> [PROBLEM SET]
1. Answer these questions using the excerpt on forest climate resilience:
(a) How many forest plots did the study analyze?
(b) Which forests were less resilient to climate change?
(c) Above what age do scientists often consider forests to be older?
2. Set down the rows from the line with "blue polo shirt" to the line with "(194, 271), (277, 307)", both lines included, without any changes.

> [EXTRACT PROVIDED]
## START

Analyzing large amounts of field data from 18,500 forest plots – from Minnesota to Maine, and Manitoba to Nova Scotia – the study identifies priority regions for forest climate adaption efforts. Younger forests east and southeast of the Great Lakes were less resilient to climate change, showing projected declines in carbon storage, timber and biodiversity.
“Our study identifies opportunities to make forest management more adaptive to global change,” says William Keeton, forestry professor in UVM’s Rubenstein School and Gund Institute. “This could include enhancing older forest conditions on landscapes within reserves, for example, and using extended cutting cycles and restorative forestry practices in working forests.”
While the study found that forests’ climate resiliency increased with age, scientists often characterize older forests as over the age of 150 years. Older forests are more structurally complex, with trees growing at multiple heights and larger canopy gaps, which free up growing space and increasing light availability for a mix of species.

## END

> [EXTRACTED INFORMATION]
## START

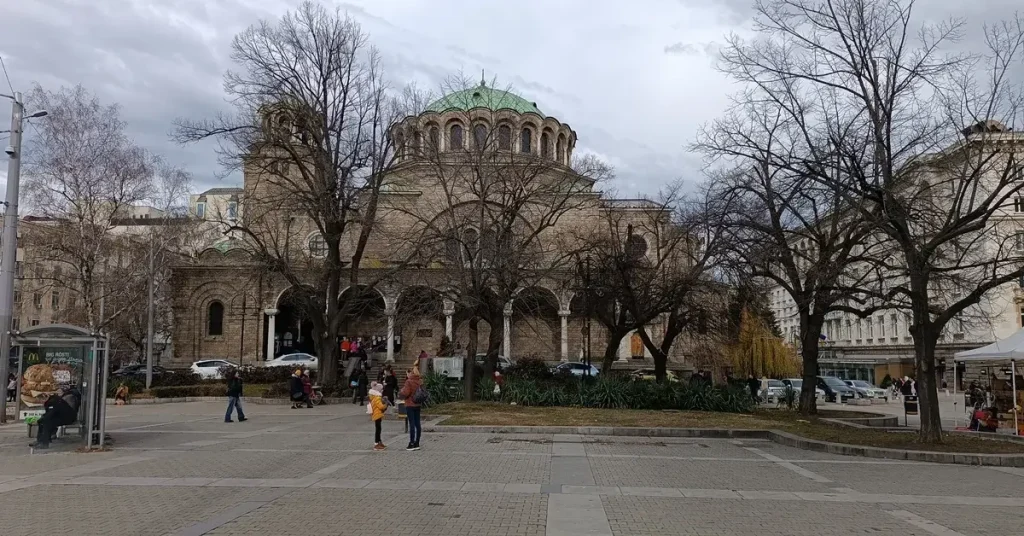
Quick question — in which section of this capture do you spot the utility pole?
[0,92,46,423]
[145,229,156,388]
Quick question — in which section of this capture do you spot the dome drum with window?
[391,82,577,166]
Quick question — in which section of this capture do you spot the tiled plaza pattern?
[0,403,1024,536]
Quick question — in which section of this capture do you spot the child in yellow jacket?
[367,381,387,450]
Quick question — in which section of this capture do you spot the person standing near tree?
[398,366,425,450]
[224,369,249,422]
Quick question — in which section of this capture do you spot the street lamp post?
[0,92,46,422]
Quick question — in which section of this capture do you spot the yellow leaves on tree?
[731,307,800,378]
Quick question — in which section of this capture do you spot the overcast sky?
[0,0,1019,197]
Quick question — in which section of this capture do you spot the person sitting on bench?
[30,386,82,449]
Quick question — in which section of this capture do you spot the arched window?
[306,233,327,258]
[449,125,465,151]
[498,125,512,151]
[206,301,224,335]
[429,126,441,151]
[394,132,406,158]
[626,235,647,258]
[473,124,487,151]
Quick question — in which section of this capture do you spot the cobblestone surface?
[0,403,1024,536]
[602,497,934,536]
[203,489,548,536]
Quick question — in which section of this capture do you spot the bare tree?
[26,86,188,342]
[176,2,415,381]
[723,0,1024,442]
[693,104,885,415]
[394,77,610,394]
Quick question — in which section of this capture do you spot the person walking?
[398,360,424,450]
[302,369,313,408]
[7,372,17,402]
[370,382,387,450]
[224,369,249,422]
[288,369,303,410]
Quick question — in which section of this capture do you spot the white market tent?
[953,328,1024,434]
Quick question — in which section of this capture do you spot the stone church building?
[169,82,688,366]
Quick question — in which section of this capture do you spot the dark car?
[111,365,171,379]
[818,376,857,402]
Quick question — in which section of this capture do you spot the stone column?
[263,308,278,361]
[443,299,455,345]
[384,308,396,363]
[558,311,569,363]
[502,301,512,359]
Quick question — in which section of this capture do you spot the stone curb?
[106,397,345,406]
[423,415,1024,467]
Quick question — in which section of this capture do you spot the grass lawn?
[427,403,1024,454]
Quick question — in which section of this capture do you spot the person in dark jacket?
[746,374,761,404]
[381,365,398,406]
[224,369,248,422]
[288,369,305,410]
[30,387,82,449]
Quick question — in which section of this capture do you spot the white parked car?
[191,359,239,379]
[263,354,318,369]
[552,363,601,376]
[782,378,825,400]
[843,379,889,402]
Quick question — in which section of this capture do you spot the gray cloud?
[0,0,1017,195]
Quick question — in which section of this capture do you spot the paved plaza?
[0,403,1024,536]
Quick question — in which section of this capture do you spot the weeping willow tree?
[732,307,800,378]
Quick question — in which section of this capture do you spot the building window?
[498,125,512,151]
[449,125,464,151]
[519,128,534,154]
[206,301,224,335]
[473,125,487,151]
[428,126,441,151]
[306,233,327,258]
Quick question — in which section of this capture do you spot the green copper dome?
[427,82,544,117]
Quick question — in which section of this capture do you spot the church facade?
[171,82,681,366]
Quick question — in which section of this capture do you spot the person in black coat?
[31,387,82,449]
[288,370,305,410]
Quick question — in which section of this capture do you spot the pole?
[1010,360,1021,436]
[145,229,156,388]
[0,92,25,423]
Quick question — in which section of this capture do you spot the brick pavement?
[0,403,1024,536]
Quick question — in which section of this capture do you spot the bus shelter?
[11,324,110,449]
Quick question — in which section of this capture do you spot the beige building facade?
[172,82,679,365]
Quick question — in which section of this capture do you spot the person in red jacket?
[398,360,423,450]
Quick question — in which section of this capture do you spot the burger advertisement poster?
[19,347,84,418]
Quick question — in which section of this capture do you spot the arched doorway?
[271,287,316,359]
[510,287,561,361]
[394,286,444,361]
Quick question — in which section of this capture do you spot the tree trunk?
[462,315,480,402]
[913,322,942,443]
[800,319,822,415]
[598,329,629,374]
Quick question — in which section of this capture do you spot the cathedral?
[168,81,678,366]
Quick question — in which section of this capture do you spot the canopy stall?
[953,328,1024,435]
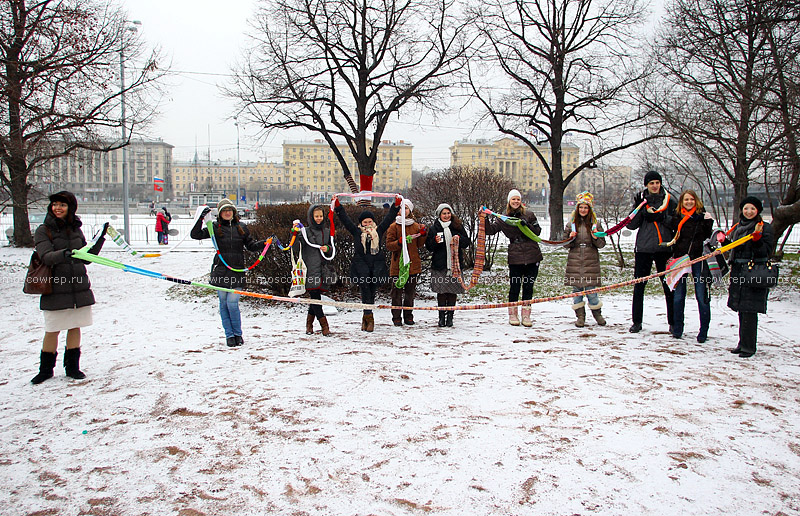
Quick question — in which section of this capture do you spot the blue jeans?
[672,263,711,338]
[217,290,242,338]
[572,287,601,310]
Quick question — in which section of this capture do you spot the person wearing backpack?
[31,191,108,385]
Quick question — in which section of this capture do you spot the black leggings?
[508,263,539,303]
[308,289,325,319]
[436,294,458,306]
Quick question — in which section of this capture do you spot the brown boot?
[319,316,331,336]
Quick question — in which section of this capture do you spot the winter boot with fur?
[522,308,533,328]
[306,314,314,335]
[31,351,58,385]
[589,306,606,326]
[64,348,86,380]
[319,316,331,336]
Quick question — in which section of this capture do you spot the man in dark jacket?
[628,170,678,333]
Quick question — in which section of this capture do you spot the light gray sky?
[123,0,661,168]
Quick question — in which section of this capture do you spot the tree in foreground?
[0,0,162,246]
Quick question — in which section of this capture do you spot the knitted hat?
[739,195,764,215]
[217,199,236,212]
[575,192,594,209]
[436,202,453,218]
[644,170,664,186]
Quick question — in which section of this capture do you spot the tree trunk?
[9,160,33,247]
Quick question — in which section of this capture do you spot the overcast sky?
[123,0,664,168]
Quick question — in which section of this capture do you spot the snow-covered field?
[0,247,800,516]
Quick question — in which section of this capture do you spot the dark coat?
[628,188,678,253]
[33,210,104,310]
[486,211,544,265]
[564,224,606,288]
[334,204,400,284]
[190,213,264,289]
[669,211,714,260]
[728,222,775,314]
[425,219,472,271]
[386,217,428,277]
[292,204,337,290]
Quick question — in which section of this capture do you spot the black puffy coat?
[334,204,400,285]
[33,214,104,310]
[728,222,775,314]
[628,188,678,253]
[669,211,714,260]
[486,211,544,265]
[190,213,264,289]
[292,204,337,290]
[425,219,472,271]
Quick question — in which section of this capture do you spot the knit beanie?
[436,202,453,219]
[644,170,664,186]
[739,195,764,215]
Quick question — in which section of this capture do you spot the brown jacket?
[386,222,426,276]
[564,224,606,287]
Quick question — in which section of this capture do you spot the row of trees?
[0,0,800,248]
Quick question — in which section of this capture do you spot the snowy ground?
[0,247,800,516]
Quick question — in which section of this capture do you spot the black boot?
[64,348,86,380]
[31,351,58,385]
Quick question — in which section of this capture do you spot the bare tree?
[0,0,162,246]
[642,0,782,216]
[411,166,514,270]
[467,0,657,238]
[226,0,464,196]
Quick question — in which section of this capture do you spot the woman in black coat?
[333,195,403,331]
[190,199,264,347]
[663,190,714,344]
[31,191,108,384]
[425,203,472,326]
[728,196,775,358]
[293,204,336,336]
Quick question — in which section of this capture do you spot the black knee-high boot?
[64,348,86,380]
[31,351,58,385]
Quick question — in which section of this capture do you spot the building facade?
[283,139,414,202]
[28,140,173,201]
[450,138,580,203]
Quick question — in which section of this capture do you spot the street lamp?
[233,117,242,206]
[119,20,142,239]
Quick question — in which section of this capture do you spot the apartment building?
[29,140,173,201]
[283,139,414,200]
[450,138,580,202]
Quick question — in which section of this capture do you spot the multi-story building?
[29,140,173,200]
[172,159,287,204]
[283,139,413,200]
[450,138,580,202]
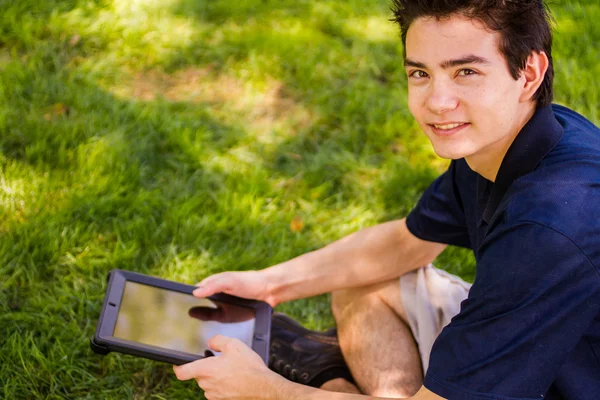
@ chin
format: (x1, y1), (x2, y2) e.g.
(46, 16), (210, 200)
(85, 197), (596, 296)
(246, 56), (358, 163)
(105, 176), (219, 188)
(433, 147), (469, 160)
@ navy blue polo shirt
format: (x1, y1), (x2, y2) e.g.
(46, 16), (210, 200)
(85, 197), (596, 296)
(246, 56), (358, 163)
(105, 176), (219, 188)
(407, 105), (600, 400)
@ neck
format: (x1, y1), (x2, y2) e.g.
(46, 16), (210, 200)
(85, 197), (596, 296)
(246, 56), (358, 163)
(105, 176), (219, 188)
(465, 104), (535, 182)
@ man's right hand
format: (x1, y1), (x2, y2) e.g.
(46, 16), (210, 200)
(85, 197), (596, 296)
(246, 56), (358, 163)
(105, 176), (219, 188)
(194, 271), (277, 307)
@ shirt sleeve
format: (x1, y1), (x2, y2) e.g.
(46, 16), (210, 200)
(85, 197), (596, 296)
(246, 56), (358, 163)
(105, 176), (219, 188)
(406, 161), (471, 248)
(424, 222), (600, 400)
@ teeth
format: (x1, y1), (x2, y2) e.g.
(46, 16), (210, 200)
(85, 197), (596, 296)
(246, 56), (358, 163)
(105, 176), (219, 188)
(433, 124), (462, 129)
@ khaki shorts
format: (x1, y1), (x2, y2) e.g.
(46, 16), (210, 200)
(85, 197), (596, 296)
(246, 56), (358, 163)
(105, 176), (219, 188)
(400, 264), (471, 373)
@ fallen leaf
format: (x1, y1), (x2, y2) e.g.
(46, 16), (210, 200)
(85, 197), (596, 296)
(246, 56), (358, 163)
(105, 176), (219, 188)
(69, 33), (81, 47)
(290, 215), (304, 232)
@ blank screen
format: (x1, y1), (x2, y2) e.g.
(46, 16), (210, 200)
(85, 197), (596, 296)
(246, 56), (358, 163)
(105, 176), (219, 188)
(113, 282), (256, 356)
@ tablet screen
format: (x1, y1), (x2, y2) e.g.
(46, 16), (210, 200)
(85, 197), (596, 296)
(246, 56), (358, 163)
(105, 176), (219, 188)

## END
## START

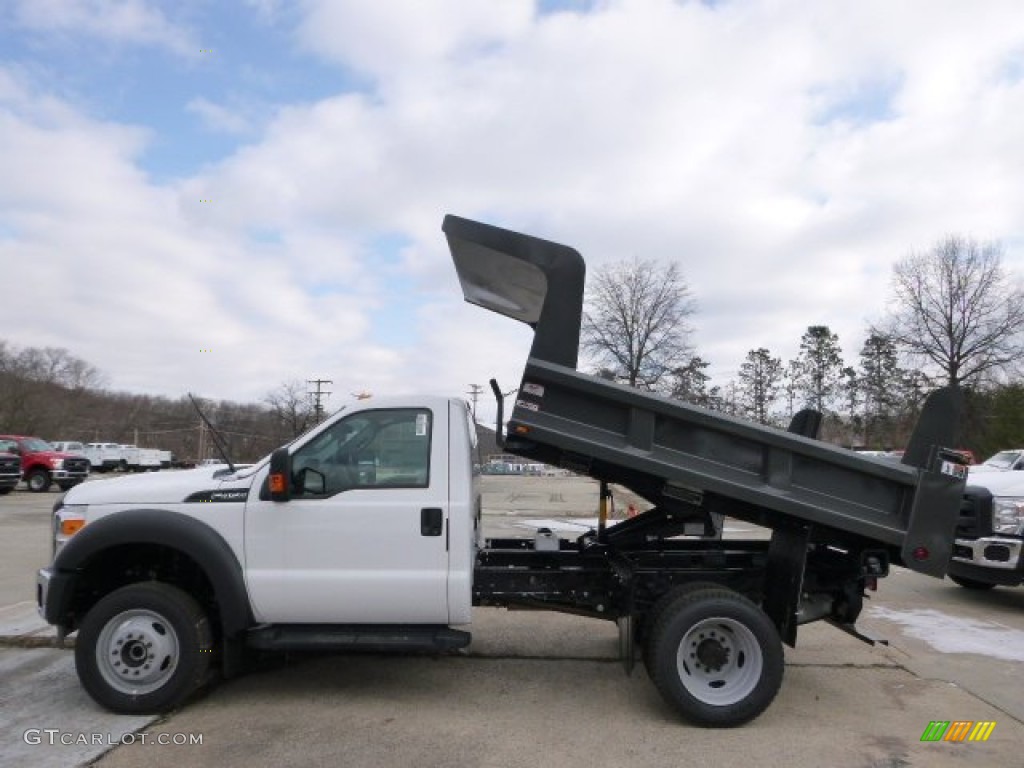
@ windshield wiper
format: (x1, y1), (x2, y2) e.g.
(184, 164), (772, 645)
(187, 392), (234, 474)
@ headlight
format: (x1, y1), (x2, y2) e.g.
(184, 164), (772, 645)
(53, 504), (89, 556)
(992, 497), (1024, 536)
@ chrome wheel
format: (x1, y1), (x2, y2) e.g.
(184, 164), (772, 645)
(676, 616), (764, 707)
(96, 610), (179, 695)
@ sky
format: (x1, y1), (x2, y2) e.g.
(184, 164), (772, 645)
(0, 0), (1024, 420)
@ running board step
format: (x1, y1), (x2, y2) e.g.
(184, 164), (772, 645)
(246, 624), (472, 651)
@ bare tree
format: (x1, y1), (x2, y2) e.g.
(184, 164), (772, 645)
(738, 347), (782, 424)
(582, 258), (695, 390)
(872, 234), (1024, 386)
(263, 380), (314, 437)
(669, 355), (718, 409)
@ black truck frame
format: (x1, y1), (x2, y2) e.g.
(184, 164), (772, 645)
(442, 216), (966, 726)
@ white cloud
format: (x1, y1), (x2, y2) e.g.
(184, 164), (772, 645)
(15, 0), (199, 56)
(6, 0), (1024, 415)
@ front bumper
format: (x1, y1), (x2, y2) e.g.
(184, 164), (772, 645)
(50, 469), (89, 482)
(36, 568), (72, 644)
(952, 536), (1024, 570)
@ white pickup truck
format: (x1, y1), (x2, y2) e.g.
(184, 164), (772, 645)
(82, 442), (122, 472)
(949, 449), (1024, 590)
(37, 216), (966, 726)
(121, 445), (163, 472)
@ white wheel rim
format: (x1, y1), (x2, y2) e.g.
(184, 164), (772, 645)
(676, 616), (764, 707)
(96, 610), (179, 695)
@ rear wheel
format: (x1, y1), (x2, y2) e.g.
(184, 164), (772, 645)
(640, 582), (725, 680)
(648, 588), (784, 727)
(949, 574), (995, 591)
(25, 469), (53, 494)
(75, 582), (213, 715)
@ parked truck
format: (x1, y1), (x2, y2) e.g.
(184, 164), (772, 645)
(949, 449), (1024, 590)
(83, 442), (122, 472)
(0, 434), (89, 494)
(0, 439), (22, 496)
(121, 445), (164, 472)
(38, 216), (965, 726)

## END

> [SOLVED PROBLEMS]
1.
(a) 18,500
(b) Younger forests east and southeast of the Great Lakes
(c) 150 years

2.
@ navy blue polo shirt
format: (x1, y1), (x2, y2) e.g.
(46, 16), (210, 200)
(85, 197), (596, 296)
(246, 56), (358, 163)
(105, 176), (219, 188)
(407, 105), (600, 400)
@ neck
format: (x1, y1), (x2, y2) e.g.
(46, 16), (210, 200)
(85, 197), (596, 296)
(246, 56), (358, 163)
(105, 176), (219, 188)
(465, 104), (535, 182)
@ man's right hand
format: (x1, y1), (x2, y2) e.g.
(46, 16), (210, 200)
(85, 197), (596, 296)
(246, 56), (358, 163)
(105, 176), (219, 188)
(194, 271), (277, 307)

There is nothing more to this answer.